DIRECTIONS FOR THIS TASK
Please pull out every line of the records below and reproduce each one word for word, leaving the pictures out of your answer.

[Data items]
□ □ □ □ □
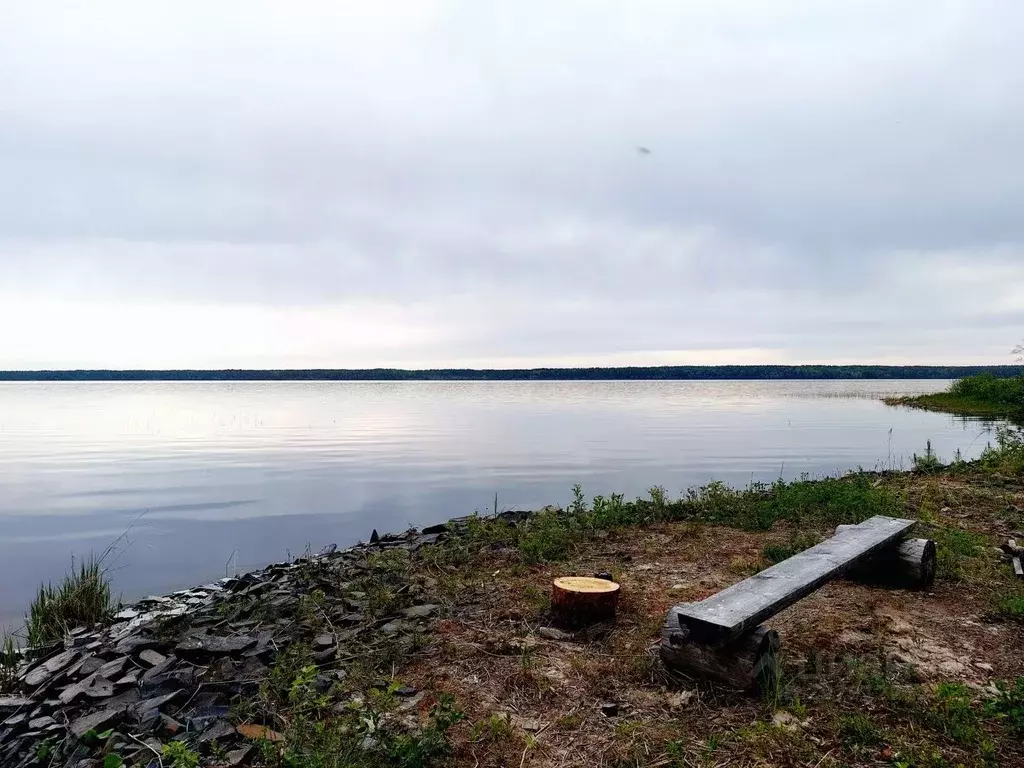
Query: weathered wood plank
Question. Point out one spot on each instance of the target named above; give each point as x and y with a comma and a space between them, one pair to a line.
747, 604
909, 564
749, 662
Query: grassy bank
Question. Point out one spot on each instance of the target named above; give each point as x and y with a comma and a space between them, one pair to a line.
870, 677
983, 395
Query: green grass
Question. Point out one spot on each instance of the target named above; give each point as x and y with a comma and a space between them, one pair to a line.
775, 553
859, 730
83, 598
337, 729
1009, 706
983, 394
1009, 607
9, 659
554, 535
958, 552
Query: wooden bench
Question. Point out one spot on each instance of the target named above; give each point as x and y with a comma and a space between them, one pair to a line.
721, 637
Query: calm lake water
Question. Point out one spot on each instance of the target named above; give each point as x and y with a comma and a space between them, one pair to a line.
209, 477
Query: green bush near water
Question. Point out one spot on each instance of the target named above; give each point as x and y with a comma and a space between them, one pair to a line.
987, 388
83, 598
554, 535
983, 394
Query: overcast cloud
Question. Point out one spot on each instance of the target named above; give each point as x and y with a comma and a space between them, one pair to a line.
459, 183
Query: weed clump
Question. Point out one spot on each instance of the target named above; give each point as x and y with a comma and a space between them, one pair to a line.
9, 660
83, 598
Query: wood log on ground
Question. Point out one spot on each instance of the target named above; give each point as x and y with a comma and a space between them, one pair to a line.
910, 564
749, 663
579, 601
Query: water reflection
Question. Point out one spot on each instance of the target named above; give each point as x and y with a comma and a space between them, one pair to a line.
204, 473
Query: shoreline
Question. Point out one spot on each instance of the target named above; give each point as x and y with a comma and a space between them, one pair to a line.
232, 670
623, 373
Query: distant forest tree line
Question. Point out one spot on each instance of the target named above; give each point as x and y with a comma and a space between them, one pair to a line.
658, 373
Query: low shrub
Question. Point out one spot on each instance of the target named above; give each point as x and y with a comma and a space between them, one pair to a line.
83, 598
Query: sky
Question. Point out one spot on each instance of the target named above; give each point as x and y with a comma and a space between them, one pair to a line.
426, 183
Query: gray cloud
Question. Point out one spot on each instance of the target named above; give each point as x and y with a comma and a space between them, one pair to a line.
837, 181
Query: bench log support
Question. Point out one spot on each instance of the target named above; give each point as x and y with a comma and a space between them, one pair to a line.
750, 663
721, 638
909, 565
□ □ □ □ □
ANSWER TO THIS EXERCISE
Query: weathered wood plank
Question. Point out one spot on each instance of the target named above; give each point as x and y with a comma and a space between them, one pair to a line.
747, 604
909, 564
749, 662
Query: grassy bank
Question. Point out one spot on each instance of the target named above; give each point as x and y with a comma and a space between them, one pair to a line.
870, 677
983, 395
Query: green grass
Question. Point out one spot on each instance of the target named above; give each point as x and y with a comma and a space between them, one pair to a line.
775, 553
859, 730
83, 598
337, 729
1009, 706
983, 394
1009, 607
9, 659
554, 535
958, 552
Query: wooden bench
Question. Point out one spot on each instance of the target named above; give each point as x and y with a comma and a space between them, one pair to a line.
721, 637
Query: calm lake water
Question. Point out one spot on each instance of the target named above; give each point as x and y with a comma and a space between them, one pair to a line.
209, 477
Query: green bush near water
Question. Point out one spot on each instance of the target named above; give each point as x and y with a comma and a space between them, one pair to a line.
987, 388
83, 598
554, 535
983, 394
Query: overcast cloud
Question. Point out one spot on each instance of the target named above; give each point as x and y with a comma and a space between them, one pair to a line.
459, 183
Query: weed clump
Question. Point out one spot on each instance of the target named above; give each point as x and y with a comma and a space between them, one pair to a line.
9, 660
83, 598
Query: wood log on ground
Question. Point out one spot on each instance of the target named above; give each point as x and y with a comma and a space between them, one pair to a line.
910, 564
749, 663
579, 601
Query: water reflection
Question. Point out one spot on each instance of the target named above; give each point as x and y with a comma and a space between them, one pair to a line.
204, 473
Query: shoreline
Question. Point out one spot on each instance of the target named above; give each point as x and y with a comma and a space between them, one pair to a line.
232, 670
623, 373
Query: distant forest tree line
Question. Point out one spot on each instance of the target named above; give each point as x and y with a comma and a space between them, one pair to a line.
658, 373
Query: low shrub
Question. Point out one spot on each instance of the target named above; give each point as x and y with a comma and a space between them, one pair to a line.
83, 598
Query: sky
Question. Point out one spot on each instance of the target named above; give each point as x and y with a comma and a space between them, one pair to a line.
426, 183
Query: gray cloud
Question. Point out one spot on each instance of the target named above; give each point as x and y with a comma and a space between them, one pair to a line.
837, 181
Query: bench log support
Question. Point out one spot on each instance of the target named above; give each point as x and y with a comma and a space between them, one pair to a line.
750, 663
721, 638
909, 565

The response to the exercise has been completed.